Extracted text
_____
June 27, 2016 | By Business Wire News

NEW YORK

(This is a correction of a release published June, 27, 2016. It includes the ratings being assigned to the senior unsecured term loan which was omitted from the original release.)

Fitch Ratings, New York, 27 June 2016: Fitch Ratings has affirmed the Long-Term Issuer Default Rating (IDR) and senior unsecured ratings on Jabil Circuit, Inc. (Nasdaq: JBL; Jabil) at ‘BBB-‘. The Rating Outlook has been revised to Positive from Stable. The affirmation affects $2.3 billion of total debt outstanding as of Feb. 29, 2016. A complete list of rating actions follows at the end of this release.

The affirmation reflects Jabil’s substantial scale and scope in the electronic manufacturing services (EMS) sector, growing non-technology segments and resulting effect on margins, strong FCF generation and commitment to a conservative leverage profile. Fitch believes the negative effect of a slowdown from Jabil’s largest customer is a temporary event that will be overshadowed by several positive long-term trends emerging in the EMS sector. These trends – electronification of everything, product-agnostic strategies and design collaboration – form the basis of Fitch’s revision of Jabil’s Outlook to Positive despite near-term performance headwinds, as they address the cyclicality, customer concentration and low margins that have long been the primary credit risks relevant to Jabil and other EMS providers.

Fitch believes growth in non-traditional electronics markets (i.e. medical, healthcare, aerospace & defense) will continue to improve Jabil’s end-market and customer revenue diversification and increase exposure to products with longer lifecycles and higher margins. Jabil’s willingness to leverage its supply chain and design and manufacturing expertise to products without electronic content such as packaging can compound these benefits, and provide access to large new addressable markets and blue chip customers. Although Jabil does not quantify its design-related revenue, Fitch believes the company is increasingly involved in the strategic elements of the manufacturing process, which should benefit margins and customer stickiness.

KEY RATING DRIVERS

Substantial Scale and Scope: Jabil is the third-largest electronic manufacturing services (EMS) provider with a balanced global manufacturing footprint and full suite of increasingly complex EMS product offerings, including design, engineering, and product lifecycle management. Fitch believes Jabil’s scale and scope create high barriers to entry and are key factors driving a blue chip customer base spanning a variety of industries.
_____
Extracted records

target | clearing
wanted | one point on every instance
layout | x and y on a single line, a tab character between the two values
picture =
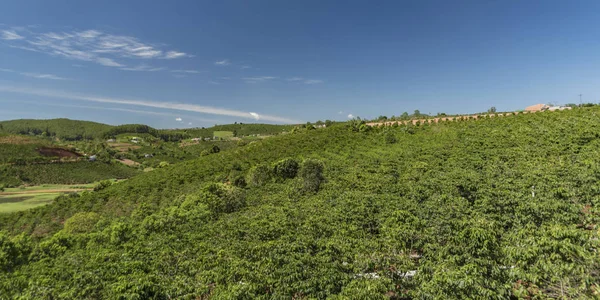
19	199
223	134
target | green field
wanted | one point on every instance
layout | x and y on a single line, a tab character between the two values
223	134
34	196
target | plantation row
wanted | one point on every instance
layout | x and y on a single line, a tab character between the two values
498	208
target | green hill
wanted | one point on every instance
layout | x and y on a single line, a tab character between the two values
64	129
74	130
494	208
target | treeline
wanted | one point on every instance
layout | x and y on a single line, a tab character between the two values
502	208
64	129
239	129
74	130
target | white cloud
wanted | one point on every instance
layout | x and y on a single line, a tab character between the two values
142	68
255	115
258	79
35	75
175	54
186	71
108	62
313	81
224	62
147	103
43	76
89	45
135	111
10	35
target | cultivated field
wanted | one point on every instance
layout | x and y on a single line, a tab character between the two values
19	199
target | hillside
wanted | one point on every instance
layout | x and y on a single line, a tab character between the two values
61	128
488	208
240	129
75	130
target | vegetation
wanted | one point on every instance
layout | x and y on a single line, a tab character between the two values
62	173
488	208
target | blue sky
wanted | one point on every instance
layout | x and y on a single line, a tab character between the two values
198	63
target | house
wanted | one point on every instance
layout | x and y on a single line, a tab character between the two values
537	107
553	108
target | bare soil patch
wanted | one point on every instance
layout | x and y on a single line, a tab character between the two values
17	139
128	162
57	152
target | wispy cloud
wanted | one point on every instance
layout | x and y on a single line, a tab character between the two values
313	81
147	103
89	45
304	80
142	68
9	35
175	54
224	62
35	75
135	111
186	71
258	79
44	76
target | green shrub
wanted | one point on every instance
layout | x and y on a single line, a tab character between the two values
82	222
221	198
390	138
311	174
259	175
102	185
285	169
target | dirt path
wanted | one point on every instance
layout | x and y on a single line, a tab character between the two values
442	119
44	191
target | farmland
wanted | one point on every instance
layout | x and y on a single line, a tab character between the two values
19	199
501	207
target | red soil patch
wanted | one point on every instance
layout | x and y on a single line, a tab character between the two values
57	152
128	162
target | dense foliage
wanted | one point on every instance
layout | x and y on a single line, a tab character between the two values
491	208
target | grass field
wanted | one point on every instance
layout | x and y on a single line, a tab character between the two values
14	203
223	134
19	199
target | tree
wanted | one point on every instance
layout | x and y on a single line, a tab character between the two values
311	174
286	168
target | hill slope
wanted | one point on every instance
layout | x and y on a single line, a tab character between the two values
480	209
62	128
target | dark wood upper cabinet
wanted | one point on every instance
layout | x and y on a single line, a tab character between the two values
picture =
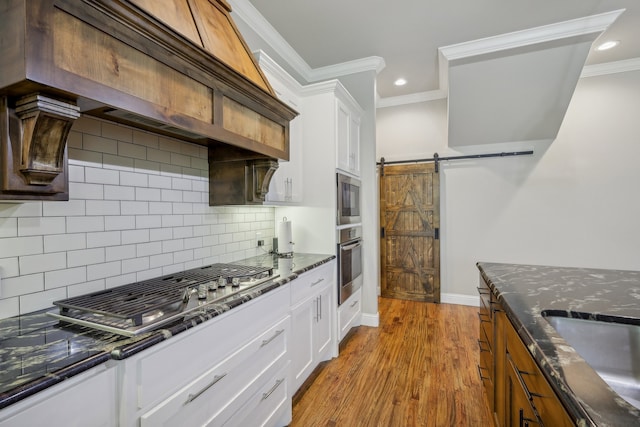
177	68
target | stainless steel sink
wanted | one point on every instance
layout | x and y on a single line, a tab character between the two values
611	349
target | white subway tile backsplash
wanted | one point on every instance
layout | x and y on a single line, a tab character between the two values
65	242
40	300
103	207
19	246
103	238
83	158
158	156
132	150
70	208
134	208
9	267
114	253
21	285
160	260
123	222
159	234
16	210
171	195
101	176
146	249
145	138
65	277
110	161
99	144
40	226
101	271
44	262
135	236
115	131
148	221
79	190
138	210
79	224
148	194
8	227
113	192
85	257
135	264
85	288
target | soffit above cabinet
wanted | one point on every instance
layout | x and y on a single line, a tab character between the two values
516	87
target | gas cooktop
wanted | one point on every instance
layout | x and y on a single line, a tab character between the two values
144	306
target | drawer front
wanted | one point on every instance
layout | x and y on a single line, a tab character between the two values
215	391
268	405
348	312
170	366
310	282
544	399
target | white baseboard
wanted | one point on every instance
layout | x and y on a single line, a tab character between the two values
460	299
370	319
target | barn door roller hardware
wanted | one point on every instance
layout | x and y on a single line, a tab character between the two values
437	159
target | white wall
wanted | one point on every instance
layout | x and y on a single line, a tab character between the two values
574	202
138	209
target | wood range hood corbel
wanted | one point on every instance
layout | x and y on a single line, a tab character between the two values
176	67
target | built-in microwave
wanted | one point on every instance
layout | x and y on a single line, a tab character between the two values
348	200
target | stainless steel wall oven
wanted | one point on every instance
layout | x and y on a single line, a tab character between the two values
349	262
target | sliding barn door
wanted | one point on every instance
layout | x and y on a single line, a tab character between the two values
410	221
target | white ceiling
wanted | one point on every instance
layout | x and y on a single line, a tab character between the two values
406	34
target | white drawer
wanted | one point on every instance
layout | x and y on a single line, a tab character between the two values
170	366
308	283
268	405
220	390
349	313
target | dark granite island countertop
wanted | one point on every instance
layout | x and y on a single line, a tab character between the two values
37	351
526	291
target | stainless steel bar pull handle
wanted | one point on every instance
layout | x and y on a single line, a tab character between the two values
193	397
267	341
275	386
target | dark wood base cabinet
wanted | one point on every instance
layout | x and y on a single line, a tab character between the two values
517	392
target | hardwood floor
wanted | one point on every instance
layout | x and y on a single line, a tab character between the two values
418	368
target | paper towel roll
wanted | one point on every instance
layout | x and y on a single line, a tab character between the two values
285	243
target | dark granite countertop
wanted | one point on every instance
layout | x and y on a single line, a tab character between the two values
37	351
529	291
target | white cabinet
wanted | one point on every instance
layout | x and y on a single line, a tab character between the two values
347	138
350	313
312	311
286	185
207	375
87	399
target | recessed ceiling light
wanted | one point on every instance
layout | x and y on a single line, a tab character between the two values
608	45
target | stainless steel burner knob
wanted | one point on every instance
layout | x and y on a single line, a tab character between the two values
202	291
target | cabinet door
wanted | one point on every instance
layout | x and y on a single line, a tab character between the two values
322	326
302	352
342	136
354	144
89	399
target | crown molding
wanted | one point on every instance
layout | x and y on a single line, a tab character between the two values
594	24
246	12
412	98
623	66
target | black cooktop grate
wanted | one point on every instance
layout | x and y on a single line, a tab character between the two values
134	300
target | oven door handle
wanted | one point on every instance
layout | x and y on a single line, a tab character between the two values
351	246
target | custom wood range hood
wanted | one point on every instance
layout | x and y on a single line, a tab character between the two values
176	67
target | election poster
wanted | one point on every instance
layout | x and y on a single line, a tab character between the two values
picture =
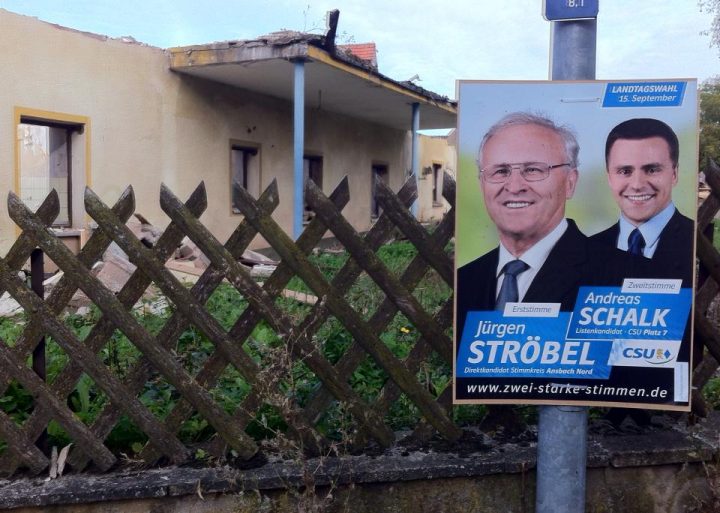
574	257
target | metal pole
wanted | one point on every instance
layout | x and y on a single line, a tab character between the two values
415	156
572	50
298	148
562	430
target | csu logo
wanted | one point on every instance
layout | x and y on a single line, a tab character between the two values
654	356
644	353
_____
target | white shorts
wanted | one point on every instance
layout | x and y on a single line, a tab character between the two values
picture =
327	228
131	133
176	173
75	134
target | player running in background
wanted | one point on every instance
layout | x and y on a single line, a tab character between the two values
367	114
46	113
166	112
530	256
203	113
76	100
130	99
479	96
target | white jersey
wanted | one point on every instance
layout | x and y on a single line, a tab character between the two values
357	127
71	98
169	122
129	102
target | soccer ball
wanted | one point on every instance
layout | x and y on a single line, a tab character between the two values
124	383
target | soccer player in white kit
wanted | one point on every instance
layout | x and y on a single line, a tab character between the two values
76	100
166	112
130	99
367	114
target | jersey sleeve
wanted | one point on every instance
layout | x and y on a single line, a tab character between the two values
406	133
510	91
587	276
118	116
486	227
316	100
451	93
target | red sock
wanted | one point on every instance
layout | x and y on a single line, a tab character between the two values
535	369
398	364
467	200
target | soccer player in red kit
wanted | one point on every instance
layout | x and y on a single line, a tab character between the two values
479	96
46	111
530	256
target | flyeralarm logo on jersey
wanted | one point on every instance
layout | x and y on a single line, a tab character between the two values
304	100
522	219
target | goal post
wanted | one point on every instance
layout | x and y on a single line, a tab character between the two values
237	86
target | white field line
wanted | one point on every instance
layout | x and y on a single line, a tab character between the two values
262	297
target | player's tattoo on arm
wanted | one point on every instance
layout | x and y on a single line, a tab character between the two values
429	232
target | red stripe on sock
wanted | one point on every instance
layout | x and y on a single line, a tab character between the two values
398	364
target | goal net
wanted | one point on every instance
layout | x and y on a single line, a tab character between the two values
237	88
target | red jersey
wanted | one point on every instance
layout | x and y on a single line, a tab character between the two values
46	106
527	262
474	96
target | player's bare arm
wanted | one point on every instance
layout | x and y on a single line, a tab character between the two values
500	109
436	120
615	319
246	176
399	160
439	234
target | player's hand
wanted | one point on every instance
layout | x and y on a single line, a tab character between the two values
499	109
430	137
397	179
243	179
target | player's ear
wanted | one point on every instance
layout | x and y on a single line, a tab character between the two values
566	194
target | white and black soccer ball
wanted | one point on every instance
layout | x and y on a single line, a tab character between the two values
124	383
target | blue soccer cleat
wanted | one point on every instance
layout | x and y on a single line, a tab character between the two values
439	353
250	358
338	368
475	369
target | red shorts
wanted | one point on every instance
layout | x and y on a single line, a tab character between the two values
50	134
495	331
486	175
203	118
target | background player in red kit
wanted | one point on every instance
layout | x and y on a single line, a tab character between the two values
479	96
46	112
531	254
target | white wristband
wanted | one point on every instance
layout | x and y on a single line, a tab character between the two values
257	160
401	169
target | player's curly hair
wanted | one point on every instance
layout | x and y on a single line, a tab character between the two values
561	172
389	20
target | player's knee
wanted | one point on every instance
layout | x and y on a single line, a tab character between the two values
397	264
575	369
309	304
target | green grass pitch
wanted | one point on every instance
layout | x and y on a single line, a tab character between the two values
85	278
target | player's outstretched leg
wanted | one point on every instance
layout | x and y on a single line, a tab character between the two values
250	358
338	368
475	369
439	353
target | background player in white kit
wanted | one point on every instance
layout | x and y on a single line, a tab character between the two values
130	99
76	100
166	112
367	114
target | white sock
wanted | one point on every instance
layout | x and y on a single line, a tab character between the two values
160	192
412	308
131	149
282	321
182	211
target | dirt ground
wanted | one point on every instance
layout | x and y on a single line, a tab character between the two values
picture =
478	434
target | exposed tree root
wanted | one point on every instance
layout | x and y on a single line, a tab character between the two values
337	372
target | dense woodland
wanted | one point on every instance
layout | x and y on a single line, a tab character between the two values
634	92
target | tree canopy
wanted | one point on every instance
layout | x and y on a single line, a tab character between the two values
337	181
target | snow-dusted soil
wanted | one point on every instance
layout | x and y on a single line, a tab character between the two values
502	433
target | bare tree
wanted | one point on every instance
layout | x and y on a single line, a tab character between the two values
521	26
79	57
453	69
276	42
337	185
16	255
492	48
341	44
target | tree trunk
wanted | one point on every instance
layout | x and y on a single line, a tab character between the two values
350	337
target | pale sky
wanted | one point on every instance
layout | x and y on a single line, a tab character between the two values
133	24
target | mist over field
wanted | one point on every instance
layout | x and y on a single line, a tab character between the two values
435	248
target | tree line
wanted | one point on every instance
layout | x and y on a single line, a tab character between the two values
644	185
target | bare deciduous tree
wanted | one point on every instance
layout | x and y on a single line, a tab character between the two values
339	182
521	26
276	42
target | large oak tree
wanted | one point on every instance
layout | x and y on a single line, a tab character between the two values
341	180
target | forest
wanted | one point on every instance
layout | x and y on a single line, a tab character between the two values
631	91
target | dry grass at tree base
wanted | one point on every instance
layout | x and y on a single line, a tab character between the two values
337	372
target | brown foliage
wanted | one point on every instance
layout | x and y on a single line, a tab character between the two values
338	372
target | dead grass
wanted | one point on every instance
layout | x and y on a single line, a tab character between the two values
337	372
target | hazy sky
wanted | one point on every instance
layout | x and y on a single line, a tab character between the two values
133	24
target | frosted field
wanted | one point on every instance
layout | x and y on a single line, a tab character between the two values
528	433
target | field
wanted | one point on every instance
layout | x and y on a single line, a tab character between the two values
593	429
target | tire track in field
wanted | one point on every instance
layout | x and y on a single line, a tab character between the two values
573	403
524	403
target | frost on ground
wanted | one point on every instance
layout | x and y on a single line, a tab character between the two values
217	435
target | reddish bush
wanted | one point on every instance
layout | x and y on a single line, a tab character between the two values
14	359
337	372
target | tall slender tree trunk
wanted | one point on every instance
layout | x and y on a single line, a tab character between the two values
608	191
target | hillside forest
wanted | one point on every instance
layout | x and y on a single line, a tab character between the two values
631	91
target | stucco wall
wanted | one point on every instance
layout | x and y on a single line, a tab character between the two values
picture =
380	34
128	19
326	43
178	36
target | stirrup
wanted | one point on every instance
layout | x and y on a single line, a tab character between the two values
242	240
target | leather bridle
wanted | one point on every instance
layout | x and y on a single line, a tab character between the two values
_____
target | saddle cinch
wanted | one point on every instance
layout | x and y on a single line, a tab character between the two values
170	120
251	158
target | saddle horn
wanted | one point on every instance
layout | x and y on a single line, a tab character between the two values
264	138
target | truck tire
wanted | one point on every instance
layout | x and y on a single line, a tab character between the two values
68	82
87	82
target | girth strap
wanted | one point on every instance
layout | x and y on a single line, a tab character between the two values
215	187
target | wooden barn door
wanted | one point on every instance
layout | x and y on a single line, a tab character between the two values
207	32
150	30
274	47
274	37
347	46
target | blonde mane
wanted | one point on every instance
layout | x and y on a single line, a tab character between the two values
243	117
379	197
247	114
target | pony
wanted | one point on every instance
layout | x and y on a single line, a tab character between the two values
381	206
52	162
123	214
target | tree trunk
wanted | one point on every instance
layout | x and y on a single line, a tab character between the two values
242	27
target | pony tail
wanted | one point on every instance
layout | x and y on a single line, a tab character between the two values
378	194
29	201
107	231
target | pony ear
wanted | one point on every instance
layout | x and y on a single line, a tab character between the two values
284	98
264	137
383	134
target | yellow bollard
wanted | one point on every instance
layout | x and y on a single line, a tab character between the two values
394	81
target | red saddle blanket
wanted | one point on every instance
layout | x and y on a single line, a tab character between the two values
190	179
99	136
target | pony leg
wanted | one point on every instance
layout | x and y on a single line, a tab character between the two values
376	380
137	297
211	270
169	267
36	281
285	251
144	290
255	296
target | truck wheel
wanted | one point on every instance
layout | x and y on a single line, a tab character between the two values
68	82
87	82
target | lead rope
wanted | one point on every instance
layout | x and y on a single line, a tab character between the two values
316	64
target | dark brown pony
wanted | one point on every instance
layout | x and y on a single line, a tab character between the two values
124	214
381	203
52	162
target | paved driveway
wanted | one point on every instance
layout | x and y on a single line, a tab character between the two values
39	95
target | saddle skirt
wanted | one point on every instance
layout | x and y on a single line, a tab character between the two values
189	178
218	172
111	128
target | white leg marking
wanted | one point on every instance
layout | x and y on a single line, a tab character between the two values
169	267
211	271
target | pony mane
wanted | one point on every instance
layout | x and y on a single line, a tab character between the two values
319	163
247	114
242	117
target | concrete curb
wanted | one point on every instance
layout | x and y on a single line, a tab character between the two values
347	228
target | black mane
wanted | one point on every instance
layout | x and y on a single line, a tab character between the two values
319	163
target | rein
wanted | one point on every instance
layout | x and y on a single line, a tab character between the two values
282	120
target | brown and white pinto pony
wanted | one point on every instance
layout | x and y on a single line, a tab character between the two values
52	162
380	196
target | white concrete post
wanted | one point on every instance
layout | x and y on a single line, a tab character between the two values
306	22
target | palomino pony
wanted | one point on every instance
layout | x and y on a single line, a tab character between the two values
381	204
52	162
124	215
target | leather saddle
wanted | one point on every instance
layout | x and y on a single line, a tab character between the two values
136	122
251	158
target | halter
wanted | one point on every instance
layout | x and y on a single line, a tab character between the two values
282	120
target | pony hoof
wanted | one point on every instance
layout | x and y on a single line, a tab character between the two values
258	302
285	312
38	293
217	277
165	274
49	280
_____
What you are asked to do
Copy the stretch of the Jabil Circuit rating release from "(This is a correction" through "of this release.", keeping the wording unchanged.

Written reply
(This is a correction of a release published June, 27, 2016. It includes the ratings being assigned to the senior unsecured term loan which was omitted from the original release.)

Fitch Ratings, New York, 27 June 2016: Fitch Ratings has affirmed the Long-Term Issuer Default Rating (IDR) and senior unsecured ratings on Jabil Circuit, Inc. (Nasdaq: JBL; Jabil) at ‘BBB-‘. The Rating Outlook has been revised to Positive from Stable. The affirmation affects $2.3 billion of total debt outstanding as of Feb. 29, 2016. A complete list of rating actions follows at the end of this release.